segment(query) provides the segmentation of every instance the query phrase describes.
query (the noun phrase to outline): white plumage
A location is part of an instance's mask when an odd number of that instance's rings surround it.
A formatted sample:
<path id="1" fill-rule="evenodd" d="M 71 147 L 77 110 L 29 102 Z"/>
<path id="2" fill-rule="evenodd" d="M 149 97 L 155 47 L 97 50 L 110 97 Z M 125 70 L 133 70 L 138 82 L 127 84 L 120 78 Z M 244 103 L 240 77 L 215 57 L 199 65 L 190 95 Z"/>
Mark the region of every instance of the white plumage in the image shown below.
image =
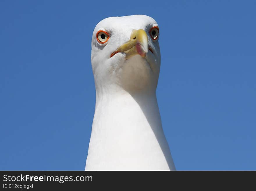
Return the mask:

--- Written task ---
Change every "white plumage" in the data above to "black plumage" and write the data out again with everything else unchanged. Leave the picture out of your answer.

--- The output ---
segment(query) provides the segmentation of every instance the query phrase describes.
query (the noun phrase to outline): black plumage
A location is part of an instance's mask when an odd number of that instance's rings surround it.
A formatted sample:
<path id="1" fill-rule="evenodd" d="M 71 147 L 77 110 L 29 102 Z"/>
<path id="2" fill-rule="evenodd" d="M 149 97 L 155 47 L 97 50 L 110 97 Z M 125 70 L 133 70 L 138 82 L 127 84 L 120 78 Z M 244 103 L 240 77 L 215 57 L 199 65 L 190 95 Z"/>
Mark the region of every instance of the black plumage in the image shown below.
image =
Return the mask:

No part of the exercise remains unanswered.